作業内容: "in striped shirt"を含む行から項目の最後の行まで（両端を含む）を、指示の行も含めて書き直してください。その際、回答の座標の数値だけをすべて2.55倍に拡大し、小数点以下を四捨五入して整数にすること（0.5は切り上げ）。
------ データセット
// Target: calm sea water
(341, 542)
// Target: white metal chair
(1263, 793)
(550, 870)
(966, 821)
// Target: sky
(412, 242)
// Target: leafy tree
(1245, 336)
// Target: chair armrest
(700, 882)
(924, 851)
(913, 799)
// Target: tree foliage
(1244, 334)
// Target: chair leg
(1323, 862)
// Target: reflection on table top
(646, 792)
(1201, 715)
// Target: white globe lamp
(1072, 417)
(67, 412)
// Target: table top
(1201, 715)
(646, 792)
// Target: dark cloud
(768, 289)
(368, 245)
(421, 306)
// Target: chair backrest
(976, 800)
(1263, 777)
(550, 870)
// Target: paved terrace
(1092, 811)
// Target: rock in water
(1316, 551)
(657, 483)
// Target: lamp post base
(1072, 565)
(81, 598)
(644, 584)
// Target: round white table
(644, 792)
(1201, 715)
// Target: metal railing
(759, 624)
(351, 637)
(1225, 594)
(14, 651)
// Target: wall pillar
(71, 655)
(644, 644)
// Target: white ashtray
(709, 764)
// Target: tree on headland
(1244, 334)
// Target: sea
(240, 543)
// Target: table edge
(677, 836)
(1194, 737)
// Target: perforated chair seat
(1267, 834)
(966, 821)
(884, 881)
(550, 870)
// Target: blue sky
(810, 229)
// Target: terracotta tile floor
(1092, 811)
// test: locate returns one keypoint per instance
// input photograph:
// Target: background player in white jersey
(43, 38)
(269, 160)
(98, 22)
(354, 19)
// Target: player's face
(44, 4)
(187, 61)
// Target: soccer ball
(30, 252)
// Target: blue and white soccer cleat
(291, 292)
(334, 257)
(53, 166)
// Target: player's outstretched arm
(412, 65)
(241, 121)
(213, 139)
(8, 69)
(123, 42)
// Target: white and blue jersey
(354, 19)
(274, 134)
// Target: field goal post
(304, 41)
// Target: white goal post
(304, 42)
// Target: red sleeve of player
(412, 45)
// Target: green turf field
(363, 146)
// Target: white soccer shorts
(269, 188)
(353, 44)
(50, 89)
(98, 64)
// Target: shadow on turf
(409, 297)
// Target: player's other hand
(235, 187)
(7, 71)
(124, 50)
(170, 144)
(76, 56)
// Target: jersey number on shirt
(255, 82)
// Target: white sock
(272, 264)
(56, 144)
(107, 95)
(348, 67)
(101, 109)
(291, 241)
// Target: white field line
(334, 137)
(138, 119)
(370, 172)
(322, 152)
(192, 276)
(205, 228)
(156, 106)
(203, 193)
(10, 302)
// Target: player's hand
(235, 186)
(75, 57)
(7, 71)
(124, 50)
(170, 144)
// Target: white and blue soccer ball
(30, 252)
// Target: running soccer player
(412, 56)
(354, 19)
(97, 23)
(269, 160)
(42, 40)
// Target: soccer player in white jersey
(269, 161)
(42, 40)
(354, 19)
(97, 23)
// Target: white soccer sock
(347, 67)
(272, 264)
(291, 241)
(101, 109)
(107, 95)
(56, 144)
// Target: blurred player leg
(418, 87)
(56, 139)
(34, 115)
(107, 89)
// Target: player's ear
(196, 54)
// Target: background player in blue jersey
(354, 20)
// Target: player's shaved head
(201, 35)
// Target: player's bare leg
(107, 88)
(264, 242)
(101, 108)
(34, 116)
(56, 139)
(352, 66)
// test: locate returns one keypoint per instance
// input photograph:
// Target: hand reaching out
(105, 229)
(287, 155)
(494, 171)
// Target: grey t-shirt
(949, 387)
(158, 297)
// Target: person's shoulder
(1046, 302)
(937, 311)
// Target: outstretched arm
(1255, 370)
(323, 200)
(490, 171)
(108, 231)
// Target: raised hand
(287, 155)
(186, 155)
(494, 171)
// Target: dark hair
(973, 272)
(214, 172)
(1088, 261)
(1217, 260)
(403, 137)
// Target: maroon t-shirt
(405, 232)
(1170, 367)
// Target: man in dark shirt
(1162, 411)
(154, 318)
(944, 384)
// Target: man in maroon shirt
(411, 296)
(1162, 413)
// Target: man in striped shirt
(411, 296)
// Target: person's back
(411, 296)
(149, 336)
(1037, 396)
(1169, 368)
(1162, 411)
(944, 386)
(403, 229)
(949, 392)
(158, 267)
------------
記述回答:
// Target: man in striped shirt
(1048, 755)
// Target: person's back
(1048, 755)
(380, 857)
(2644, 1010)
(2981, 938)
(2963, 1048)
(2407, 984)
(1028, 584)
(2420, 1000)
(403, 681)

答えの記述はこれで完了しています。